Reproduce every one of the items below word for word, leaving out the pictures.

══ Information supplied ══

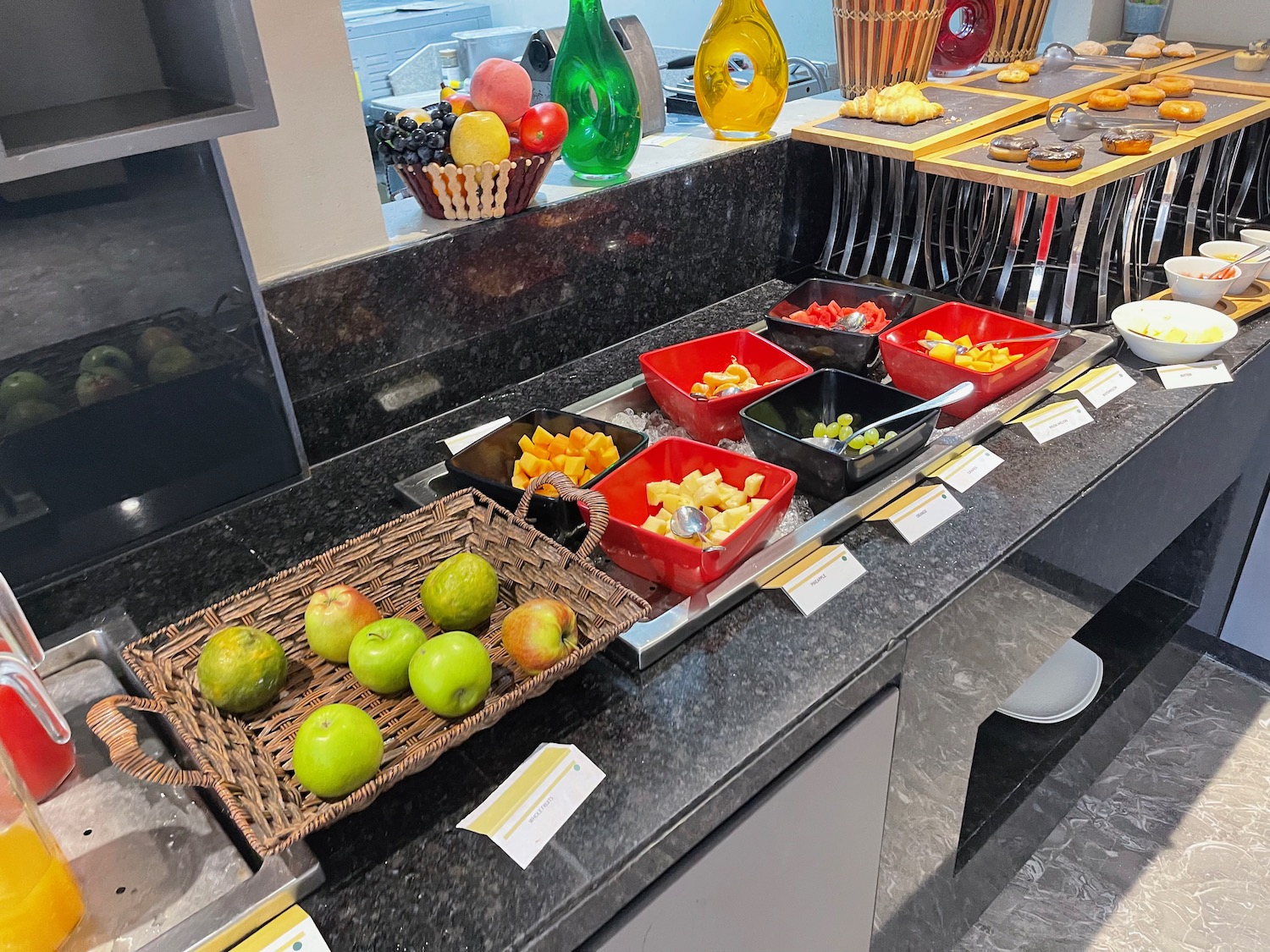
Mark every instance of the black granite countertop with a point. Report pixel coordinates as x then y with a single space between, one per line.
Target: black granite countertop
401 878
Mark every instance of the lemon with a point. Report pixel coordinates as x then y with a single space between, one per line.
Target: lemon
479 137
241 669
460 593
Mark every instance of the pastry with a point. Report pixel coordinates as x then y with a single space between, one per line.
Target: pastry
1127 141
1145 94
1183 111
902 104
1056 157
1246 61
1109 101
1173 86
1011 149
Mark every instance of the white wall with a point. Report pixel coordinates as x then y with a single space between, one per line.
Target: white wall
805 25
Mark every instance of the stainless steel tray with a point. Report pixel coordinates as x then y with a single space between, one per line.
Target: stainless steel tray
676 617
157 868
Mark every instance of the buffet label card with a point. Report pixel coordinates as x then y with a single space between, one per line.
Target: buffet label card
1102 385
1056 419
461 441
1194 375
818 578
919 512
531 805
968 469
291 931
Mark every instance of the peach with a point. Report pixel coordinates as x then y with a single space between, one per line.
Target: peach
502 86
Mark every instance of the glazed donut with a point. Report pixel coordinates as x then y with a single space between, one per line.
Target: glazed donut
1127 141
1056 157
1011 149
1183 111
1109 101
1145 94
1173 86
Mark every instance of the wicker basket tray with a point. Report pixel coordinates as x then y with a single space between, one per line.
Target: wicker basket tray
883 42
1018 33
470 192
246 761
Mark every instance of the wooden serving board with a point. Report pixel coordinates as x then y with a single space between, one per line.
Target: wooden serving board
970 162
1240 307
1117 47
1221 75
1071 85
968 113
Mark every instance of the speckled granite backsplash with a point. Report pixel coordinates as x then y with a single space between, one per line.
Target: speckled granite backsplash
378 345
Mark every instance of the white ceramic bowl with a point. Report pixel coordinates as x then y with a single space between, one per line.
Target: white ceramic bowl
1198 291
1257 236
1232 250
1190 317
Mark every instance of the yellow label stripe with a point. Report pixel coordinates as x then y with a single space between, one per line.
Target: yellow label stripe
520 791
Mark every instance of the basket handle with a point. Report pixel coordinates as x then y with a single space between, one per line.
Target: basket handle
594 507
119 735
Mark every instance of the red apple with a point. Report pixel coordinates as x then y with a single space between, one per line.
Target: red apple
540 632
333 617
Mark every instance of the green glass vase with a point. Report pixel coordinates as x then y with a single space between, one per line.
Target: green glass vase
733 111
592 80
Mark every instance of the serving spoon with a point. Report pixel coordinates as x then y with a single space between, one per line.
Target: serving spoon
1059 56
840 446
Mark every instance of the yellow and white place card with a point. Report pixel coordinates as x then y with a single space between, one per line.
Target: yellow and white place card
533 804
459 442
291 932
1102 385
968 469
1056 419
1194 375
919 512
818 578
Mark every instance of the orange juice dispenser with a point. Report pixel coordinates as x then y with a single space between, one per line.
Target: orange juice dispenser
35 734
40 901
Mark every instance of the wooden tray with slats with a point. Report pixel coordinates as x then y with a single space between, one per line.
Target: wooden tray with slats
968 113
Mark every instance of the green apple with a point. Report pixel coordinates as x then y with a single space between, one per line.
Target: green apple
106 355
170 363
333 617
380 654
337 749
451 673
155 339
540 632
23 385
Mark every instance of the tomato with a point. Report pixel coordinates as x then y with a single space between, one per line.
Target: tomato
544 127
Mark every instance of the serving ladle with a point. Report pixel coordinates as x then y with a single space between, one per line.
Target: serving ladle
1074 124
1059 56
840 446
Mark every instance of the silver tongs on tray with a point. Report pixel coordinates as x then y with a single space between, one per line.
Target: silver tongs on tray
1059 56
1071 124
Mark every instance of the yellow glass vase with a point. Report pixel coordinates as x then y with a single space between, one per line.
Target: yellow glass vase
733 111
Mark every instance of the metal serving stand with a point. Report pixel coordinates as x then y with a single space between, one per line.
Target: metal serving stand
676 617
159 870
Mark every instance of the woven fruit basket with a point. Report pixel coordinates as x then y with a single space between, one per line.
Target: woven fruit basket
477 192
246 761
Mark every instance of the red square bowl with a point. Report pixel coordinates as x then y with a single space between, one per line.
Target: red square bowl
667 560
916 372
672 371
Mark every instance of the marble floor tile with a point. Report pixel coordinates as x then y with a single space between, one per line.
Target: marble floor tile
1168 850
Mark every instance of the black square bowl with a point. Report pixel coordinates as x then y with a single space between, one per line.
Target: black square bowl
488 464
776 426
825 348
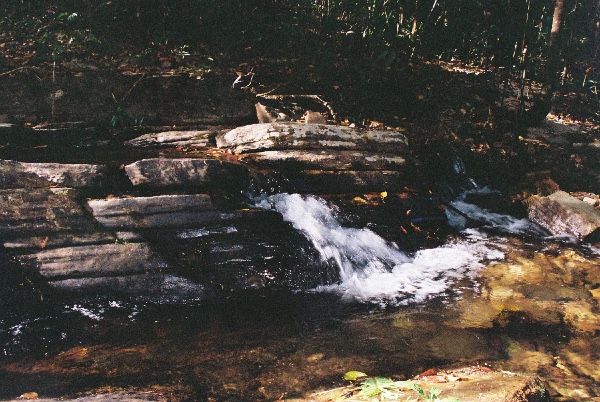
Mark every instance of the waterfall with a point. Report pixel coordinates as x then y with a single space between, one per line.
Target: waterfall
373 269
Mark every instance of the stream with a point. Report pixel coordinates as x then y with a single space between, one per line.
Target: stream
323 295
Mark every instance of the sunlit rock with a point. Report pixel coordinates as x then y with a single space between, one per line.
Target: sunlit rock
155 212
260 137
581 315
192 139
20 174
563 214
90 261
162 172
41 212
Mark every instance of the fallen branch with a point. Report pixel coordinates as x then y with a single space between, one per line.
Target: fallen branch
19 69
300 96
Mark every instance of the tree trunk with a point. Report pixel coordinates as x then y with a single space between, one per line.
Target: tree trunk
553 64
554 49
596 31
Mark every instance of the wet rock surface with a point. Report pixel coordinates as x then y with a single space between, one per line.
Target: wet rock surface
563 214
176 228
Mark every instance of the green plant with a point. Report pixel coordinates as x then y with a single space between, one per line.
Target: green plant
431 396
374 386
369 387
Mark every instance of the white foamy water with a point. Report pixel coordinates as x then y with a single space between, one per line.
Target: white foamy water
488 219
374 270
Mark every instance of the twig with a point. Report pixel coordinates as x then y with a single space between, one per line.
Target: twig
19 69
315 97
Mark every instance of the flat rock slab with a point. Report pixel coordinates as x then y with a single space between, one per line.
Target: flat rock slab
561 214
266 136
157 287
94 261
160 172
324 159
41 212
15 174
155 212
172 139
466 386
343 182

═══

■ Written solution
Mark every instance of the black granite countertop with a point. Report pixel coordinates as x then y with a single space between, one per line.
Target: black granite countertop
401 878
Mark every instance of the lemon with a point. Report pixel coordinates as x then y with a single space between, one per line.
Target: lemon
479 137
241 669
460 593
Mark every instance of the pastry with a point. Report pixel coordinates as x then y with a single space between, one per line.
Target: pastry
1127 141
1145 94
1183 111
902 104
1056 157
1246 61
1109 101
1173 86
1011 149
Mark every instance of the white wall with a point. Report pixel coordinates as x then y with a single space between, one per line.
Target: white wall
805 25
Mark every instance of the stainless steel tray with a point. Report pixel coordinates as x then y with a single space between, one per line.
Target: stainless steel tray
676 617
157 868
Mark every instance of the buffet label card with a point. Report pixel coordinates as x then y with a single space between, one per line.
Target: buffet label card
1102 385
1056 419
461 441
1194 375
818 578
919 512
531 805
968 469
291 931
Mark every instance of the peach with a point. Report pixel coordinates as x then y with a single space between, one per line.
Target: peach
502 86
Mark every instance of the glazed donut with a point. Report pixel coordinates as x then y with a single space between, one per line.
Target: glazed donut
1127 141
1056 157
1011 149
1183 111
1109 101
1145 94
1173 86
Mark every instance of the wicker basket tray with a point. Report pixel coordinates as x then y with a single space between, one per line.
Target: wicker basket tray
883 42
1018 33
470 192
246 761
Mark every instance of the wooden serving board with a point. Report pixel coordinates as x then y with a single space between, one per line.
Target: wooden serving board
970 162
1240 307
1117 47
1221 75
1071 85
968 113
Mark every instance of the speckled granite backsplash with a point. Report pixel coordinates as x then y with a single space between, one per line.
Target: speckled granite backsplash
378 345
Mark every instance of the white ceramic bowl with a point. Report pixel coordinates as x then y with a single space between, one per line.
Target: white ceramic bowl
1198 291
1257 236
1232 250
1190 317
Mark every instance of the yellow label stripe with a point. Report pixel coordinates as x then y with a single space between, one per line.
Target: yellow label stripe
520 791
Mark every instance of the basket handle with a point. Report pixel coordinates as x then y with a single space between, one per line.
Target: basket handle
594 507
119 735
Mark every instance of the red apple with a point. Report pixel coordinates as x then y with a single space between, one per line.
Target: red apple
540 632
333 617
Mark every instance of the green glass vase with a point. Report pixel coordinates as x then y with a single space between, one per line.
Target: green glass vase
733 111
592 80
Mark every instance of the serving spoon with a point. Report pixel coordinates as x then y with a single space between, one per line.
Target: serving spoon
1059 56
840 446
Mark every instance of the yellow and white place card with a point. Report pixel coordinates as x then y with a single space between, one per line.
Target: yellow and white place card
533 804
459 442
291 932
1102 385
968 469
1056 419
1194 375
919 512
818 578
Mark every instance of the orange juice dispenser with a point. Report pixel coordinates as x then y with a single space between, one per line.
Target: orange juice dispenser
35 734
40 901
Mark every instance of the wooden tray with slats with a point. Report pixel coordinates as x then y with a single space between, one per line.
Target: wooden tray with slats
968 113
Mark every instance of the green apple with a point. Report pixel coordinates as x then y with a single space between, one per line.
Target: green apple
106 355
170 363
333 617
380 654
337 749
451 673
155 339
540 632
23 385
Mark every instance of the tomato with a point. Report pixel coordinates as x then y with a single space between, one per line.
Target: tomato
544 127
Mark every instance of the serving ladle with a point. Report pixel coordinates as x then y with a single space between, one per line.
Target: serving ladle
1074 124
1059 56
840 446
Mark every instance of the silver tongs on tray with a point. Report pixel coordinates as x then y with a single space between, one per line.
Target: silver tongs on tray
1059 56
1071 124
Mark every instance of the yellow glass vase with a point. Report pixel coordinates as x then y with a single space between, one per line.
Target: yellow glass vase
733 111
Mark every instance of the metal serving stand with a point. Report pixel coordinates as x then y with a single space between, one per line.
Target: metal serving stand
676 617
159 870
Mark every instance of the woven fruit basket with a point. Report pixel coordinates as x then y with a single space between, one per line.
Target: woven fruit basket
477 192
246 761
Mark every instance of the red square bowl with a point. Report pixel coordinates as x then y with a single space between, one per line.
Target: red square bowl
667 560
916 372
672 371
Mark every instance of the marble floor tile with a point. Report pixel coordinates as x then y with a single space between, one per line.
Target: marble floor tile
1168 850
Mark every instance of the black square bowl with a point. Report pixel coordinates as x then y with a single space between, one per line.
Target: black square bowl
488 464
776 426
825 348
Mark every instance of the waterfall with a point. Report pixel coordinates as x then y with a single space between, one per line.
Target: waterfall
373 269
Mark every instance of the stream with a point. Report pixel coordinates as x then y with a single space between, one per line.
Target: stream
323 295
Mark every instance of the sunlit rock with a point. Report pixel coordinates as x then y with a single space between, one per line.
Target: sunlit rock
155 212
260 137
581 315
192 139
20 174
563 214
90 261
162 172
41 212
Mark every instance of the fallen branch with a point. Report pixel coordinates as x then y with a single space between, one per line.
Target: fallen branch
19 69
300 96
Mark every instance of the tree trunk with a point. Report pixel coordinates as x then y with a single space between, one per line.
Target: tree trunk
553 64
554 49
596 31
Mark every instance of the wet rock surface with a point. Report pixel coordinates as x then y with a single space between, one per line.
Target: wet rock surface
563 214
176 228
Mark every instance of the green plant with a point. Report pixel coordinates as x then y with a single space between, one per line.
Target: green plant
431 396
374 386
369 387
Mark every instance of the white foamy water with a point. Report pixel coordinates as x then y with a single space between, one per line.
Target: white foamy water
488 219
374 270
Mark every instance of the twig with a point. Report pixel coordinates as x then y with a single space between, one per line.
Target: twig
19 69
315 97
Mark every instance of the flat rock slab with a point. Report pixel coordinates as x then y with a single space between, one per line.
Target: flat rock slab
561 214
266 136
157 287
94 261
160 172
324 159
41 212
15 174
155 212
172 139
466 386
343 182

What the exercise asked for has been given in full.